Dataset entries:
**********

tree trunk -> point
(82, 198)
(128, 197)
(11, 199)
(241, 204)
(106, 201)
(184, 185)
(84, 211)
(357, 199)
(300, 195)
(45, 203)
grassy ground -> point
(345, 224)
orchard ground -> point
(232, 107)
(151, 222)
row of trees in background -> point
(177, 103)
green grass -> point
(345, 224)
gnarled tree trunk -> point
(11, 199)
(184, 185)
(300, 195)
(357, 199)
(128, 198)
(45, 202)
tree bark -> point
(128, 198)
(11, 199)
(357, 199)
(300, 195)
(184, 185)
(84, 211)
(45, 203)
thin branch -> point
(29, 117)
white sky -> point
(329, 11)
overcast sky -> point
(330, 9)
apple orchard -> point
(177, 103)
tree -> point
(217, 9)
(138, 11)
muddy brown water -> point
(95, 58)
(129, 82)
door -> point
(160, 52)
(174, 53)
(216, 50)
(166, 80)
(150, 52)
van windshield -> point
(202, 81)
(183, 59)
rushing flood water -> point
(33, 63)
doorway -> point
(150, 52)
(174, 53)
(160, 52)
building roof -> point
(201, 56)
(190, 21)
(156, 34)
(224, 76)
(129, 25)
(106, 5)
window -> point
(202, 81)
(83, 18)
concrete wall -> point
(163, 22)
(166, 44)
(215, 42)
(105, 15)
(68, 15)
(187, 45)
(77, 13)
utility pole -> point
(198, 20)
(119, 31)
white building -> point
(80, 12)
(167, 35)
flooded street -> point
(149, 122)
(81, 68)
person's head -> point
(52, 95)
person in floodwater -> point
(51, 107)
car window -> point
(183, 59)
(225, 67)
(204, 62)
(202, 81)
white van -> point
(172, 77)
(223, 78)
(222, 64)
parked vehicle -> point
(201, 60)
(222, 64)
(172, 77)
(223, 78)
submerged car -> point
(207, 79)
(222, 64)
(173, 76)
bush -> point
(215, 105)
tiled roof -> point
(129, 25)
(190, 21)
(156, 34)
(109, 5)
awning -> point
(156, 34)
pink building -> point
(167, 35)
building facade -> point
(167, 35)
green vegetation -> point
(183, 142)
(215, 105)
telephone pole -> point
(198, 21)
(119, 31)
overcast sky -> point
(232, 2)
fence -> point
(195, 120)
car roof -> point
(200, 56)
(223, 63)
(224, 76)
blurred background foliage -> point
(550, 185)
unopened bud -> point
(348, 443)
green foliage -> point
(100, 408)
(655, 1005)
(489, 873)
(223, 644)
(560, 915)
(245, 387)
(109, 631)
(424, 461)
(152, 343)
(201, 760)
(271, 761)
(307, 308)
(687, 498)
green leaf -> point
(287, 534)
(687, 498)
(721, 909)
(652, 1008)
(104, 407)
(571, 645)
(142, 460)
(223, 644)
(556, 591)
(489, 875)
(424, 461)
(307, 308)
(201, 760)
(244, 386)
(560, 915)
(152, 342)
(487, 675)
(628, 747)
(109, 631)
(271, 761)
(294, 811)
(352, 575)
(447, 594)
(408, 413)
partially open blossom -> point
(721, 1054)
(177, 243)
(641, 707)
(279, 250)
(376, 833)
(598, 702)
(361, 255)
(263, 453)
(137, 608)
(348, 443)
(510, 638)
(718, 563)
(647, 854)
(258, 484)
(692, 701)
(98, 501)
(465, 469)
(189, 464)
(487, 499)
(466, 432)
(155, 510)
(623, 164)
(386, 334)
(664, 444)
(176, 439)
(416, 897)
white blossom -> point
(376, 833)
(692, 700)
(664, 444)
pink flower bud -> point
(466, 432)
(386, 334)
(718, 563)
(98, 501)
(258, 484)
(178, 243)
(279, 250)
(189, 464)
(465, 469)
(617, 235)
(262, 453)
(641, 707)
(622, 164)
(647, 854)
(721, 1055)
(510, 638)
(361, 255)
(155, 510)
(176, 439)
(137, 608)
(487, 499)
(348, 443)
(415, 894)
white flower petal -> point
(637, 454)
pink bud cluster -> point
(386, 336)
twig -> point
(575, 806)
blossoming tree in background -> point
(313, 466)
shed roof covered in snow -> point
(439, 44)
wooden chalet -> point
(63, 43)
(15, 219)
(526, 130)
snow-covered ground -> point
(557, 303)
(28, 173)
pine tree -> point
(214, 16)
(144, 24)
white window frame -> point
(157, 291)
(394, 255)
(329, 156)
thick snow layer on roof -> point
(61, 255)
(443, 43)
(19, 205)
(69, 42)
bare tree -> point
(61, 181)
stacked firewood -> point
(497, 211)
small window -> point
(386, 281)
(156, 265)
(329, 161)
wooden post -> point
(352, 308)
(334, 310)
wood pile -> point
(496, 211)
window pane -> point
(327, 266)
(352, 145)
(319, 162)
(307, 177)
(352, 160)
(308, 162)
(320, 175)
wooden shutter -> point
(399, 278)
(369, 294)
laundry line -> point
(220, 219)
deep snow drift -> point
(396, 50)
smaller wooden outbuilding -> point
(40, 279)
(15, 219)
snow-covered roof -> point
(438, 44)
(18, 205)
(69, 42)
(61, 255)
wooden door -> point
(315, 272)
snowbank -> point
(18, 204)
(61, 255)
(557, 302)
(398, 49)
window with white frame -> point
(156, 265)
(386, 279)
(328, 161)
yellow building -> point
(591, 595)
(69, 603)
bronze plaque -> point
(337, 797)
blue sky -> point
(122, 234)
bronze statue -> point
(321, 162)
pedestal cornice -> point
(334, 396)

**********

** WHAT YOU SHOULD DO **
Update the items above so that "submerged car" becomes "sunken car" wherever it appears, keeping everything else as it is.

** EXPECTED OUTPUT **
tree trunk -> point
(82, 198)
(128, 197)
(11, 199)
(241, 204)
(106, 201)
(184, 185)
(84, 211)
(357, 199)
(300, 195)
(45, 203)
grassy ground -> point
(345, 224)
orchard ground -> point
(232, 107)
(151, 222)
row of trees in background -> point
(177, 103)
green grass -> point
(345, 224)
gnarled tree trunk -> point
(11, 199)
(184, 185)
(300, 195)
(357, 199)
(128, 198)
(45, 202)
tree bark -> point
(128, 198)
(11, 199)
(357, 199)
(300, 195)
(184, 185)
(84, 211)
(45, 203)
thin branch -> point
(29, 117)
white sky -> point
(329, 11)
overcast sky -> point
(330, 9)
apple orchard -> point
(177, 103)
tree -> point
(217, 9)
(138, 11)
muddy brown water -> point
(95, 58)
(129, 82)
door -> point
(160, 52)
(174, 53)
(216, 50)
(166, 80)
(150, 52)
van windshield -> point
(202, 81)
(183, 59)
rushing flood water -> point
(33, 63)
doorway -> point
(150, 52)
(174, 53)
(160, 52)
building roof -> point
(201, 56)
(190, 21)
(156, 34)
(224, 76)
(129, 25)
(106, 5)
window -> point
(202, 81)
(83, 18)
concrete wall -> point
(163, 22)
(166, 44)
(215, 42)
(105, 15)
(68, 15)
(187, 45)
(77, 13)
utility pole -> point
(198, 20)
(119, 31)
white building -> point
(80, 12)
(167, 35)
flooded street -> point
(149, 122)
(81, 68)
person's head -> point
(52, 95)
person in floodwater -> point
(51, 107)
car window -> point
(183, 59)
(225, 67)
(204, 62)
(202, 81)
white van -> point
(172, 77)
(223, 78)
(222, 64)
parked vehicle -> point
(201, 60)
(222, 64)
(172, 77)
(223, 78)
sunken car -> point
(207, 79)
(222, 64)
(173, 76)
bush -> point
(215, 105)
tiled roof -> point
(129, 25)
(190, 21)
(156, 34)
(109, 5)
awning -> point
(156, 34)
pink building -> point
(167, 35)
building facade -> point
(167, 35)
green vegetation -> point
(183, 142)
(215, 105)
telephone pole -> point
(198, 21)
(119, 31)
overcast sky -> point
(232, 2)
fence -> point
(195, 120)
car roof -> point
(200, 56)
(223, 63)
(224, 76)
blurred background foliage -> point
(550, 185)
unopened bud -> point
(348, 443)
green foliage -> point
(100, 408)
(655, 1005)
(489, 873)
(223, 644)
(560, 915)
(245, 387)
(109, 631)
(424, 461)
(152, 343)
(201, 760)
(271, 761)
(307, 308)
(687, 498)
green leaf -> point
(287, 534)
(687, 498)
(721, 909)
(652, 1008)
(104, 407)
(571, 645)
(142, 460)
(223, 644)
(556, 591)
(489, 875)
(424, 461)
(307, 308)
(201, 760)
(244, 386)
(560, 915)
(152, 342)
(487, 675)
(628, 747)
(109, 631)
(271, 761)
(294, 811)
(352, 575)
(447, 594)
(408, 413)
partially open blossom -> point
(721, 1054)
(177, 243)
(641, 707)
(279, 250)
(376, 833)
(598, 702)
(361, 255)
(263, 453)
(137, 608)
(348, 443)
(510, 638)
(718, 563)
(647, 854)
(258, 484)
(692, 701)
(98, 501)
(465, 469)
(189, 464)
(487, 499)
(466, 432)
(155, 510)
(623, 164)
(386, 334)
(664, 444)
(176, 439)
(416, 897)
white blossom -> point
(376, 833)
(692, 700)
(664, 444)
pink flower bud -> point
(466, 432)
(386, 334)
(718, 563)
(98, 501)
(258, 484)
(178, 243)
(279, 250)
(189, 464)
(465, 469)
(617, 235)
(262, 453)
(641, 707)
(622, 164)
(647, 854)
(721, 1055)
(510, 638)
(361, 255)
(155, 510)
(176, 439)
(137, 608)
(487, 499)
(348, 443)
(415, 894)
white flower petal -> point
(637, 454)
pink bud cluster -> point
(386, 336)
twig -> point
(575, 806)
blossoming tree in background -> point
(313, 466)
shed roof covered in snow -> point
(439, 44)
wooden chalet -> point
(63, 43)
(15, 219)
(526, 130)
snow-covered ground -> point
(557, 303)
(28, 173)
pine tree -> point
(214, 16)
(144, 24)
white window frame -> point
(157, 291)
(394, 255)
(329, 156)
thick snow layer on roof -> point
(61, 255)
(443, 43)
(19, 205)
(69, 42)
bare tree -> point
(61, 181)
stacked firewood -> point
(497, 211)
small window -> point
(386, 281)
(156, 265)
(329, 161)
wooden post -> point
(352, 308)
(334, 310)
wood pile -> point
(496, 211)
window pane -> point
(327, 266)
(352, 145)
(319, 162)
(307, 177)
(352, 160)
(308, 162)
(320, 175)
wooden shutter -> point
(399, 278)
(369, 294)
laundry line -> point
(220, 219)
deep snow drift -> point
(396, 50)
smaller wooden outbuilding -> point
(40, 279)
(15, 219)
snow-covered roof -> point
(438, 44)
(18, 205)
(69, 42)
(61, 255)
wooden door -> point
(315, 272)
snowbank -> point
(18, 204)
(61, 255)
(557, 302)
(398, 49)
window with white frame -> point
(156, 265)
(386, 279)
(328, 161)
yellow building -> point
(591, 595)
(69, 603)
bronze plaque -> point
(337, 797)
blue sky -> point
(122, 234)
bronze statue -> point
(321, 162)
pedestal cornice -> point
(334, 396)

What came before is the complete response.